## [Activity]
Copy all the entries word for word, but omit the pictures.

(Supplied records begins)

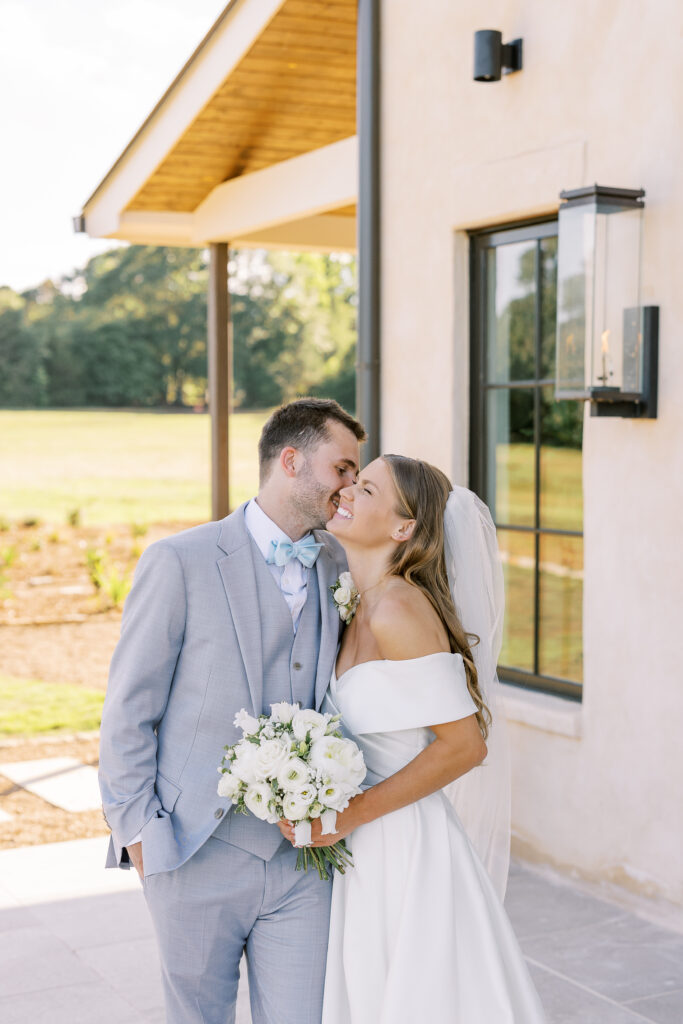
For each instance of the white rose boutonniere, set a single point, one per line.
(345, 596)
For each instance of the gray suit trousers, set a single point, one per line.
(223, 901)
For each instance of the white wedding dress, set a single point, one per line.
(417, 935)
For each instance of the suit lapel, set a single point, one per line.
(327, 573)
(237, 570)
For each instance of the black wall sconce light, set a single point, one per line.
(492, 55)
(607, 342)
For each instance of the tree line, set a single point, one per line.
(130, 330)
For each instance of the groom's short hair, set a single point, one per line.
(302, 424)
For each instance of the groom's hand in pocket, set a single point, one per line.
(135, 857)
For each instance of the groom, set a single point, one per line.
(229, 614)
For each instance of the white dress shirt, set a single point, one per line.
(291, 578)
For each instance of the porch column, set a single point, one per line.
(369, 225)
(220, 372)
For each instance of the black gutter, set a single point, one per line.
(369, 221)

(Supplied records ends)

## [Task response]
For each instance of the white rose boutonniere, set a single point, one per line.
(345, 596)
For each instance of the gray suit trousers, set a single point, one per line.
(223, 901)
For each instance of the white wedding dress, set a single point, one per line.
(417, 935)
For each instance of the suit lapel, set a single point, one per line.
(327, 573)
(237, 570)
For each instance of the black wall sconce light, set a single point, one per line.
(492, 55)
(607, 342)
For each instance of the tree line, set a single point, one per line.
(130, 330)
For each instance of the groom's short hair, set a single point, one per line.
(302, 424)
For each instance of the groom's hand in pocket, set a single point, one per line.
(135, 857)
For each instance of the groom, set a single point, one per line.
(229, 614)
For each instance of the white dress shirt, set a single point, one per line.
(291, 578)
For each instance of the porch column, set a single point, one per line.
(369, 225)
(220, 372)
For each instance of the black gutter, set a single point, one per line.
(369, 221)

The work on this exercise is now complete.